— Begin Input rows —

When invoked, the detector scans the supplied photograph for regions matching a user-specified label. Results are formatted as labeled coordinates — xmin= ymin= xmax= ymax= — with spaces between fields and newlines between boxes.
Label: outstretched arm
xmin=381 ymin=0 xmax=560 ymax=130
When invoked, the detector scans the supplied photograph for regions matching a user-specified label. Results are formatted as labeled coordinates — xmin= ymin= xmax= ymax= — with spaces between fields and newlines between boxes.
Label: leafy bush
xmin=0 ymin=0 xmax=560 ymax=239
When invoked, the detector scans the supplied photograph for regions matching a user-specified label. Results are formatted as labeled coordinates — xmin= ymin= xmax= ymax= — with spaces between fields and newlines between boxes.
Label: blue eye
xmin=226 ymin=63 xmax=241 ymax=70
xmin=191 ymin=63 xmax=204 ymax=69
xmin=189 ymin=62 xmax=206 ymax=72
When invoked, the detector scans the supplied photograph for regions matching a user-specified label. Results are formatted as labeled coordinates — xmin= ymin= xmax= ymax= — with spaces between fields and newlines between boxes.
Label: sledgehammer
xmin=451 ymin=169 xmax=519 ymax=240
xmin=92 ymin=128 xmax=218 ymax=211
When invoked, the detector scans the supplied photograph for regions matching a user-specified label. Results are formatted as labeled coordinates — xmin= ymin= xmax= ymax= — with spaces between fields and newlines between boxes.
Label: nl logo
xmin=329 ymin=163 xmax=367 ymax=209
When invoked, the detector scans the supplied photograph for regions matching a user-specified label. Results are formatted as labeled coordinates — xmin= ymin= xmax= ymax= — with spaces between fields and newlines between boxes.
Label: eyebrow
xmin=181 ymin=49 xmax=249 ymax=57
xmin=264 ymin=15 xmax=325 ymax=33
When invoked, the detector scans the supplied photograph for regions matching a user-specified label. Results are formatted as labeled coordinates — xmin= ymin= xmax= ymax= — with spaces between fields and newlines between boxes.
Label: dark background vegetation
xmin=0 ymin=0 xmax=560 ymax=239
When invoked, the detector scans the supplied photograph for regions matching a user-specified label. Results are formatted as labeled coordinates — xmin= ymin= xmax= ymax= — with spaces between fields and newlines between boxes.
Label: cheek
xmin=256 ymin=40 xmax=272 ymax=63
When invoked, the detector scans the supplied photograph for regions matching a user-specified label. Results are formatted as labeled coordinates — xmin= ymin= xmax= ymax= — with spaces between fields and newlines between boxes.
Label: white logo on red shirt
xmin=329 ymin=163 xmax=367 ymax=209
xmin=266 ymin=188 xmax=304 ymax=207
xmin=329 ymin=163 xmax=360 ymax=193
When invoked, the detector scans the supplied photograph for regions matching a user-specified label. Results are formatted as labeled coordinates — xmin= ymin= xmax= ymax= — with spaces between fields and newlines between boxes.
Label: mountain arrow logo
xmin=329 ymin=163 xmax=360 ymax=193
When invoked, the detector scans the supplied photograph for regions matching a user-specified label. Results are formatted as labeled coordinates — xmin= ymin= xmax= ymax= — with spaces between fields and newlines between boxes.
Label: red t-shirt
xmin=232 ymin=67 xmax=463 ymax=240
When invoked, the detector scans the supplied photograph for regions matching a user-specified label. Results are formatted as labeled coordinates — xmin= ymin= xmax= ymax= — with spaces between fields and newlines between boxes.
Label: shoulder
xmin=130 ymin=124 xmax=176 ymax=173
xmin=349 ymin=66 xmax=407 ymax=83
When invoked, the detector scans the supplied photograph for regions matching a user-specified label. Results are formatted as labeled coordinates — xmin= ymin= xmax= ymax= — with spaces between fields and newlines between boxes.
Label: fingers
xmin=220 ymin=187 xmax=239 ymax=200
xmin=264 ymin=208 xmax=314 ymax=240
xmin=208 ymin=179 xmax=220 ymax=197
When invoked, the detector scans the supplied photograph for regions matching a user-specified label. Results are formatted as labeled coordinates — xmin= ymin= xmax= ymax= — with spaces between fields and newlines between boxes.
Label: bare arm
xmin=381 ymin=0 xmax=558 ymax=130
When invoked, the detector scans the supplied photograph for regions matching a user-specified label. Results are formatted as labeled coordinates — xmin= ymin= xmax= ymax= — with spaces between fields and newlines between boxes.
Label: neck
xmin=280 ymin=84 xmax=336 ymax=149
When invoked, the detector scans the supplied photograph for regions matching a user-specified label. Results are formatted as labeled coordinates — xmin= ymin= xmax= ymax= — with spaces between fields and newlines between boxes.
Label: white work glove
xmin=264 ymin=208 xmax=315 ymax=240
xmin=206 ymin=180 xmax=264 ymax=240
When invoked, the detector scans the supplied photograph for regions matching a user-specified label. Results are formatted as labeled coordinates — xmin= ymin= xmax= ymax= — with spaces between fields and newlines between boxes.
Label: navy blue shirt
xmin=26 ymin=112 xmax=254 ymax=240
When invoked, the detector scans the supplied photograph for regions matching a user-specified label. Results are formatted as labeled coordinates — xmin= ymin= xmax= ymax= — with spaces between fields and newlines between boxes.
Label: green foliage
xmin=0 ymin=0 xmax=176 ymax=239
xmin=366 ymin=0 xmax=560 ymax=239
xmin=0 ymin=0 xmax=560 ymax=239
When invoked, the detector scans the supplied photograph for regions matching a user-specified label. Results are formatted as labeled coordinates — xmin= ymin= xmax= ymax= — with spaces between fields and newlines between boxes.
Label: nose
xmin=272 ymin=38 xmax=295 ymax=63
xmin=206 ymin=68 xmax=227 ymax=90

— End Input rows —

# Stated goal:
Output the records above in their entirety, exactly.

# Finished task:
When invoked, the detector scans the supplied photograph for regions matching a user-specified label. Results are formatted as labeled coordinates — xmin= ymin= xmax= ymax= — with spaces between fields and newlines between boxes.
Label: outstretched arm
xmin=381 ymin=0 xmax=560 ymax=130
When invoked, the detector scans the supplied photograph for regions matching a user-specified label. Results are formatted as labeled coordinates — xmin= ymin= xmax= ymax= — with spaces between fields and newlines between boxes.
Label: leafy bush
xmin=0 ymin=0 xmax=560 ymax=239
When invoked, the detector scans the supplied photograph for regions matching a user-specified label. Results are formatted as labeled coordinates — xmin= ymin= xmax= ymax= — with spaces between fields and newlines between boxes.
Label: blue eye
xmin=226 ymin=63 xmax=241 ymax=70
xmin=191 ymin=63 xmax=204 ymax=69
xmin=189 ymin=62 xmax=206 ymax=72
When invoked, the detector scans the supplied photograph for regions matching a user-specified label. Results are formatted as labeled coordinates — xmin= ymin= xmax= ymax= — with spaces between fields and newlines between boxes.
Label: sledgehammer
xmin=451 ymin=169 xmax=519 ymax=240
xmin=92 ymin=128 xmax=218 ymax=211
When invoked, the detector scans the supplied photograph for regions matching a user-specified label. Results are formatted as labeled coordinates — xmin= ymin= xmax= ymax= — with spaces between fields and newlines between boxes.
Label: nl logo
xmin=329 ymin=163 xmax=367 ymax=209
When invoked, the detector scans the supplied photograph for regions matching a user-specified label. Results are formatted as labeled coordinates — xmin= ymin= xmax= ymax= — with spaces between fields and newlines between boxes.
Label: eyebrow
xmin=181 ymin=49 xmax=249 ymax=57
xmin=264 ymin=15 xmax=325 ymax=33
When invoked, the detector scans the supplied photograph for regions matching a user-specified label. Results are formatted as labeled coordinates — xmin= ymin= xmax= ymax= — with spaces between fields and newlines between boxes.
Label: dark background vegetation
xmin=0 ymin=0 xmax=560 ymax=239
When invoked, the detector scans the supplied photograph for regions matching a user-specified label. Results are formatted as labeled coordinates — xmin= ymin= xmax= ymax= — with spaces between fields and newlines between boxes.
Label: cheek
xmin=256 ymin=40 xmax=272 ymax=63
When invoked, the detector scans the supplied photograph for regions matching a user-specified label. Results are formatted as labeled coordinates — xmin= ymin= xmax= ymax= — with spaces between fields and newlines between boxes.
Label: white logo on red shirt
xmin=329 ymin=163 xmax=367 ymax=209
xmin=266 ymin=188 xmax=304 ymax=207
xmin=329 ymin=163 xmax=360 ymax=193
When invoked, the detector scans the supplied photograph for regions matching a user-specified label. Results are formatted as labeled coordinates — xmin= ymin= xmax= ymax= — with spaces between fields and newlines between boxes.
Label: mountain arrow logo
xmin=329 ymin=163 xmax=360 ymax=193
When invoked, the detector scans the supplied photograph for regions matching a user-specified label. Results are formatted as labeled coordinates — xmin= ymin= xmax= ymax= — with spaces between fields and newlines between boxes.
Label: red t-shirt
xmin=232 ymin=67 xmax=463 ymax=240
When invoked, the detector scans the supplied photograph for regions matching a user-specified label. Results are formatted as labeled coordinates — xmin= ymin= xmax= ymax= — with spaces between fields and newlines between boxes.
Label: shoulder
xmin=130 ymin=124 xmax=176 ymax=173
xmin=349 ymin=66 xmax=407 ymax=83
When invoked, the detector scans the supplied photograph for regions matching a user-specified label. Results are formatted as labeled coordinates — xmin= ymin= xmax= ymax= — with spaces between fields and newlines between boxes.
Label: fingers
xmin=220 ymin=187 xmax=239 ymax=200
xmin=264 ymin=208 xmax=314 ymax=240
xmin=208 ymin=179 xmax=220 ymax=197
When invoked, the detector scans the supplied photograph for regions matching a user-specified label. Results are formatted as labeled coordinates — xmin= ymin= xmax= ymax= — with spaces between fields and newlines between boxes.
Label: bare arm
xmin=381 ymin=0 xmax=558 ymax=130
When invoked, the detector scans the supplied photograph for regions matching a user-specified label. Results are formatted as labeled coordinates — xmin= ymin= xmax= ymax= — with spaces between fields and newlines between boxes.
Label: neck
xmin=280 ymin=84 xmax=336 ymax=149
When invoked, the detector scans the supplied photograph for regions matching a user-specified label. Results are formatted as labeled coordinates — xmin= ymin= xmax= ymax= — with spaces between fields and newlines between boxes.
Label: white work glove
xmin=264 ymin=208 xmax=315 ymax=240
xmin=206 ymin=180 xmax=264 ymax=240
When invoked, the detector scans the supplied photograph for regions matching a user-specified label. Results are formatted as labeled coordinates — xmin= ymin= xmax= ymax= — with spaces between fields and newlines between boxes.
Label: navy blue shirt
xmin=26 ymin=112 xmax=254 ymax=240
When invoked, the detector scans the supplied photograph for regions matching a user-specified label. Results are formatted as labeled coordinates — xmin= ymin= xmax= ymax= — with spaces between fields and newlines between boxes.
Label: green foliage
xmin=0 ymin=0 xmax=176 ymax=239
xmin=366 ymin=0 xmax=560 ymax=239
xmin=0 ymin=0 xmax=560 ymax=239
When invoked, the detector scans the supplied photograph for regions matching a user-specified label. Results are formatted as labeled coordinates — xmin= ymin= xmax= ymax= — with spaces between fields and newlines between boxes.
Label: nose
xmin=272 ymin=38 xmax=295 ymax=63
xmin=206 ymin=68 xmax=227 ymax=90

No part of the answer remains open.